Yeah, I understand that this case doesn’t require a QA, but in the wild companies seem to increasingly think that developers are necessary (yet), but QA are surely not

It’s not even bad engineers, it’s just squeezing of productivity as dry as possible, as I see it

xep@discuss.online · 22 days ago

As opposed to the older ones working perfectly well?

/s

themusicman@lemmy.world · 21 days ago

As opposed to older ones failing in obvious and fixable ways

Horrabin@programming.dev · 23 days ago

Sorry for the self-reference but… https://medium.com/@nandofm/ai-the-danger-of-endogamic-programming-8114b90dffb2

voodooattack@lemmy.world · 21 days ago

I’d really love to read that, but medium is just… not my thing. I hate that site so much.

Have you considered writing on dev.to? I won’t promote it, extol any virtues, or try to convince you to go there. Just asking if you’re aware of it and others like it!

Horrabin@programming.dev · 21 days ago

I joined Medium before dev.to… that’s the reason. But I have to ask, why dev.to? To be honest I don’t care one place or the other.

voodooattack@lemmy.world · 21 days ago

I used to write articles on medium too, but dev.to was where I ended up because I witnessed it being founded. As for why I mentioned it specifically? Not entirely sure to be honest. I think it’s the first thing that stuck out when I thought of medium because it’s literally the opposite in many ways… less focused on profits and ads. No non-negotiable paywalls for valuable knowledge that I can recall, developer/tech focused with a great and supportive community, easy access/exposure for new authors, and a whole gamut of other small but positive differences that aligned with me personally. These were the first things I noticed from my experience publishing stuff there.

There are many other sites with communities like that that I’ve come across, for example: writeas.com as an alternative to tumblr/blogger and such, devRant is great as a venting space for developer-specific trouble/humour/jokes and interesting stories. Etc.

I have a soft spot for small independent sites like that. The ones trying to revive the 2000s internet spirit/experience. No shareholders or algorithms to dictate what becomes popular and what gets buried based on profit-driven logic/metrics to steer the masses or influence opinions for the sake of ad revenue or sales.

Horrabin@programming.dev · 20 days ago

“The ones trying to revive the 2000s internet spirit/experience”

SUPPLIED RECORDS:
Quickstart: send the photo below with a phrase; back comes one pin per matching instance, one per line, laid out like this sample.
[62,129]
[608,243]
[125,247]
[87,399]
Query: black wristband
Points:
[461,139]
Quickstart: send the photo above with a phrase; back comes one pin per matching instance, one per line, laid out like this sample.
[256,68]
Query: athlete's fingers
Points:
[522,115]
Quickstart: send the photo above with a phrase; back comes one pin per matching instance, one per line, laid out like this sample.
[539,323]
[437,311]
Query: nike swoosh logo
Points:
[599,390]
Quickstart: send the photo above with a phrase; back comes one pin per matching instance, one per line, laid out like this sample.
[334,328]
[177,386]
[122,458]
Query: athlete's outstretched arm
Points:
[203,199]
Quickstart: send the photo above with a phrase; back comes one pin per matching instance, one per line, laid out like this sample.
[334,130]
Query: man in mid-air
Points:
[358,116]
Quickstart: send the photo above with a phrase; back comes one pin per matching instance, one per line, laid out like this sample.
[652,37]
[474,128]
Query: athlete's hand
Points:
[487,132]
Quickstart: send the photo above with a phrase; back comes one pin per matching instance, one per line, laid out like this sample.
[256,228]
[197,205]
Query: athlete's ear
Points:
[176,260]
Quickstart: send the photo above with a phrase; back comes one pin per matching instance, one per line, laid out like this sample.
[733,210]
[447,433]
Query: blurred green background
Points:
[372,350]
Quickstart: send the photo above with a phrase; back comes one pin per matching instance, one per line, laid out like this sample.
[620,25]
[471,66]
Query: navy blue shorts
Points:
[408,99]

...

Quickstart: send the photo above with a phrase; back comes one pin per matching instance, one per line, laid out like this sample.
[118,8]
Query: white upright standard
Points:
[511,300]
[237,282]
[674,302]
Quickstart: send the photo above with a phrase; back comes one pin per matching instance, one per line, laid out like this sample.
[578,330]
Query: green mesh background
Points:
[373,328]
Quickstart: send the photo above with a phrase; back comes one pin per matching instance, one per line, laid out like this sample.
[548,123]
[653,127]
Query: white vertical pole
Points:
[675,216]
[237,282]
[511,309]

* * *

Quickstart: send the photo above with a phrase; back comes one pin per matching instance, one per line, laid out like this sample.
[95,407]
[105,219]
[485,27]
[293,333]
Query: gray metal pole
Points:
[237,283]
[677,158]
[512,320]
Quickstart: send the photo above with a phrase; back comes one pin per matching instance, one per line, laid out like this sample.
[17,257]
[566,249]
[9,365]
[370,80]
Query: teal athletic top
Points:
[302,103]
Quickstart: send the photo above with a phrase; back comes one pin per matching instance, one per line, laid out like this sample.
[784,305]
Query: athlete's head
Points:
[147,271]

WHAT TO WORK ON:
1. In the forum thread, what reason does Horrabin give for writing on Medium rather than dev.to?
2. List every distinct username that appears in the forum thread.
3. Write the next part of the forum thread about Medium and dev.to, starting after its final line.
The records play no part in any of the tasks.

YOUR WRITTEN ANSWERS:
1. Horrabin joined Medium before dev.to.

2. xep@discuss.online, themusicman@lemmy.world, Horrabin@programming.dev, voodooattack@lemmy.world

3.
That was one of the reasons why I recently move from Twitter/X, Instagram… to the fediverse. And honestly I didn’t pay attention to Medium as I don’t write so often. I will take a look at dev.to and proably I will move my (three) Medium articles here. Thank you so much!

voodooattack@lemmy.world · edit-2 20 days ago

You’re welcome. :)

I just overcame my aversion to medium to read your article, then I read the rest. I have to admit I’m very impressed, not only with what you were doing back then, but the fact we were exploring the same corners before modern “data science” was even a thing! My parallel journey was on a different track from NLP though. I was exploring spike-train-based neural net architecture, unsupervised learning, and how to give neural networks “tools” to work with (not tool calls, actual tools like a paint brush and a virtual canvas, etc). Damn… I think I still have ancient videos of that on my YT channel.

My Intel Celeron™ CPU could never handle more than 4 layers of ~512 neurons maybe? I don’t really remember the specifics, but I think that’s why I stopped back then.

I think that’s why the 2000s were magical for me, although your “grandpa” comments are now hitting me right in the soul. Damn it. :P

Horrabin@programming.dev · 20 days ago

I’m glad that you like it but sorry for taking you to the dark side :-)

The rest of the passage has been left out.